● **Reading text**
By 1900, most major urban areas in the United States, Europe, and Japan had a mix of public, municipally owned utilities and private electric companies. The public utilities usually provided electricity for streetlights and trolley cars, while private companies electrified homes and businesses with lighting.
Insull, an entrepreneur in Chicago, quickly transformed the nascent electric utility industry in 1903. Insull deployed for the first time both steam turbines and alternating current transformers, which radically changed the economies of scale for power production. This system of electricity production and distribution quickly proved to be a natural technological monopoly. It was not possible—because of the nature of the technology and its cost—for multiple competitors to exist in the same market. Private power companies located in the same city quickly consolidated or went out of business, usually leaving only one electric power provider in the area. As a consequence, political control of electric companies was quickly instituted. Between 1907 and 1914, 45 states began regulating private electric companies as monopolies, with policies affecting rates, territories, and terms of service. Federal regulation began in 1935.
Other landmark developments ensured that the electricity infrastructure was accessible throughout the country because of its critical role in economic development and quality of life. These included the Rural Electrification Act of 1936 and the gradual interconnection of all utility power transmission and distribution lines into three large regional power grids, a process that was largely complete by the 1960s. Among the world’s wealthiest nations, historical patterns of electrification and electricity use largely followed that seen in the United States, primarily because many of these countries experienced the second Industrial Revolution at approximately the same time. In all nations, large urban areas receive electricity first, with rural areas lagging considerably behind.

● **Exercise data**
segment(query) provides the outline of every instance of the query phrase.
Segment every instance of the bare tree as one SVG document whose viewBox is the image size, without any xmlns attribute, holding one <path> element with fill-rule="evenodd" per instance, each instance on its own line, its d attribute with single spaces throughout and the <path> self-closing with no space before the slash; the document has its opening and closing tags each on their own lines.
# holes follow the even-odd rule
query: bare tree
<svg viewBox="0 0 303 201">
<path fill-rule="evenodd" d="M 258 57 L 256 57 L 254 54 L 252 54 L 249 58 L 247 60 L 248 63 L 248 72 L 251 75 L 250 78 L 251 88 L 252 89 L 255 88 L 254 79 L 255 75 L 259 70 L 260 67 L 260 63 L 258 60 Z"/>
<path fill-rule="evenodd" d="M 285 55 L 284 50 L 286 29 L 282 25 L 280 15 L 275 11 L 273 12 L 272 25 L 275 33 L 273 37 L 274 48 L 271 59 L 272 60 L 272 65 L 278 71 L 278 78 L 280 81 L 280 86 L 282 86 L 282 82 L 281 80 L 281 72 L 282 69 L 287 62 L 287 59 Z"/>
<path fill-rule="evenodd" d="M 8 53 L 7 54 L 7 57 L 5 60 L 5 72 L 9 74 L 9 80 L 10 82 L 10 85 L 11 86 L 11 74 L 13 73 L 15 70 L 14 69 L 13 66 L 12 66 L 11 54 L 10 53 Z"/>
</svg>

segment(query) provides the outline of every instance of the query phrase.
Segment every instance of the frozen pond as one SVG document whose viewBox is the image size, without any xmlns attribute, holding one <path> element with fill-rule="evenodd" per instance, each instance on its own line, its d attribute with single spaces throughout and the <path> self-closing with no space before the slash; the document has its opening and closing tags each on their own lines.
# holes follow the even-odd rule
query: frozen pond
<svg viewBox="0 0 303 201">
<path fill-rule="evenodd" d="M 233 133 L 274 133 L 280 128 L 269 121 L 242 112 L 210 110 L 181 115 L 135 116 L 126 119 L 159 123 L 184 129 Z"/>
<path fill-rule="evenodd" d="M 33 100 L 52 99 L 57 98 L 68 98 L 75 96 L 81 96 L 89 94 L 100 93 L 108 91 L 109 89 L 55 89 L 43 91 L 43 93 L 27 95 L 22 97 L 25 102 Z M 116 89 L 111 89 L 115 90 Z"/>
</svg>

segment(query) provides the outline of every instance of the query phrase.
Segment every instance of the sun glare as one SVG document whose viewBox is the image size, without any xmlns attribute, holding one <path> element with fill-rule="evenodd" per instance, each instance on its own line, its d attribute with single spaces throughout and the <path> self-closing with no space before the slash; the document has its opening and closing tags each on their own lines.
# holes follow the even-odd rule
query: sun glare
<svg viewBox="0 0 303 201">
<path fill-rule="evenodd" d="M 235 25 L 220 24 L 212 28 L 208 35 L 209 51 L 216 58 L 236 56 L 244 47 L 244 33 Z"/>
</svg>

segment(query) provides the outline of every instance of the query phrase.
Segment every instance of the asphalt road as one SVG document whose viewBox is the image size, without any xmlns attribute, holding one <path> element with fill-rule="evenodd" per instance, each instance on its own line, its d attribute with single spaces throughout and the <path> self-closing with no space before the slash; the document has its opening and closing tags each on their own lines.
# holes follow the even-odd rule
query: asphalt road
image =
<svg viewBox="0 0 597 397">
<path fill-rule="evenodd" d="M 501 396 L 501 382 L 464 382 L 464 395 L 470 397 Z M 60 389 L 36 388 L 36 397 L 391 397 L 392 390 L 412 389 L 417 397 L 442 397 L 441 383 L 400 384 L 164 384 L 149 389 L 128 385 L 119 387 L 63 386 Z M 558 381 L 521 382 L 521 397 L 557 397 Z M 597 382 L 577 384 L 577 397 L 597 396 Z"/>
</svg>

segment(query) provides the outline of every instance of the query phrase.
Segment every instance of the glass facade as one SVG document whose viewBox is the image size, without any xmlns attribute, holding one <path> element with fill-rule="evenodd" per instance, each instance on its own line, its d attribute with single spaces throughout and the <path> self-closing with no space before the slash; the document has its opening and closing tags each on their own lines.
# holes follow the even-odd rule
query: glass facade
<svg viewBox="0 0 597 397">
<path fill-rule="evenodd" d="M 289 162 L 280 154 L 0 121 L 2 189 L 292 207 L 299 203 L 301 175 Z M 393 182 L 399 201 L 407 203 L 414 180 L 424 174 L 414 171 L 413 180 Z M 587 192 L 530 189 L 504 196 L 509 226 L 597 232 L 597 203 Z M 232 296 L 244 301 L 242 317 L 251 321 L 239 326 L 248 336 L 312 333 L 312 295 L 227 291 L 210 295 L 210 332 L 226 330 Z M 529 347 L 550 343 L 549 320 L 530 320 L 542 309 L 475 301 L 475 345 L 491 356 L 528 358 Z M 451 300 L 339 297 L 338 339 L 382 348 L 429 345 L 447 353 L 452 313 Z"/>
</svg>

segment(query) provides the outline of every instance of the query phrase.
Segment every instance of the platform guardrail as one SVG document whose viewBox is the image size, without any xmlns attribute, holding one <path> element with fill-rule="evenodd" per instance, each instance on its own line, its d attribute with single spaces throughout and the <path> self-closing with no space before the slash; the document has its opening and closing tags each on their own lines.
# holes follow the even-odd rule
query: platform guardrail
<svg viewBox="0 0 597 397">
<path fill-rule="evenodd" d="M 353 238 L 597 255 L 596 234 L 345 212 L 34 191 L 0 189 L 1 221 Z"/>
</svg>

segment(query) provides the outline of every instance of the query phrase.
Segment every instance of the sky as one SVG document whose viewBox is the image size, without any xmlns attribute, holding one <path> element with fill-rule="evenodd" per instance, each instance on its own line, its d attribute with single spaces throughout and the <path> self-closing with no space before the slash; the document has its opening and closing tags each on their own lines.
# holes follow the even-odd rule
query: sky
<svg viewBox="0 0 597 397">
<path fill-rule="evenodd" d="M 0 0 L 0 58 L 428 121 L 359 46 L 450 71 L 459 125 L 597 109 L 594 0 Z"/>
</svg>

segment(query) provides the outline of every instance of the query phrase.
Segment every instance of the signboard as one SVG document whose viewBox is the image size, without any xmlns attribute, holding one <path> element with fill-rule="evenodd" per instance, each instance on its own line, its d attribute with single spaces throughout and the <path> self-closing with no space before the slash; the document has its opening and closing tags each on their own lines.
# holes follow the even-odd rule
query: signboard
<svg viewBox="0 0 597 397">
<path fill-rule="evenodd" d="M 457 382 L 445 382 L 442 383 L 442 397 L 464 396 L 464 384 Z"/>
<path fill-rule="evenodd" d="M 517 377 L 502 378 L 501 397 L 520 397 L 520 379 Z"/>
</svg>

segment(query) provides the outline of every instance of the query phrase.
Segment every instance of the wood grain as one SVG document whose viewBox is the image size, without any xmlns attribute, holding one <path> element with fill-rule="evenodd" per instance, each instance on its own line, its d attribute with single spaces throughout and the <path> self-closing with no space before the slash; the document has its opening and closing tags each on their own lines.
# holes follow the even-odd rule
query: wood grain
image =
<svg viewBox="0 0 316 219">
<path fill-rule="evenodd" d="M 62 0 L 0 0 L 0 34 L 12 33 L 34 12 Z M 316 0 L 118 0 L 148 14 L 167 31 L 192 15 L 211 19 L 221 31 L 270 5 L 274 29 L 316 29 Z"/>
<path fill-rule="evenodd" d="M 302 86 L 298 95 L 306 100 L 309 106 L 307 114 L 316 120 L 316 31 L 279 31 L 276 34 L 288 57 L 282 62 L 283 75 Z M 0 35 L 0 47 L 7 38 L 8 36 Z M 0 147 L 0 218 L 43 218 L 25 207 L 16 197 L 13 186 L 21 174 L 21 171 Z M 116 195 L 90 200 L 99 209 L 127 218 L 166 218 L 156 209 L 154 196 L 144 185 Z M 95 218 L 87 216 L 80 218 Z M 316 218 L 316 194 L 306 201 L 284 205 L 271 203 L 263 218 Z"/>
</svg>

● **Work item A**
According to the text on electric utilities, during which years did 45 states begin regulating private electric companies as monopolies?
● **Work item B**
Please carry on the text on electric utilities, starting after its final sentence.
The material has no connection to the text on electric utilities.

● **Written response A**
Between 1907 and 1914.

● **Written response B**
At the start of the twenty-first century, access to electricity was nearly universal in industrialized nations and widespread even in many developing countries; however, some nations, mostly concentrated in South Asia and Sub-Saharan Africa, continued to struggle with high levels of energy poverty. The International Energy Agency (IEA) estimated that 1.2 billion people lacked access to electricity in 2010; this number fell to 775 million by the start of 2023. While this represented significant progress in the fight against energy poverty and a meaningful expansion of electricity access in some of the world's least-developed regions, some experts felt that this progress fell short of what would be required to meet the United Nations' goal of universal worldwide electricity access by 2030. To address this ongoing gap in a sustainable manner, many environmentalists, economists, and other experts pushed for greater investments in the green energy sector and direct foreign aid to developing countries.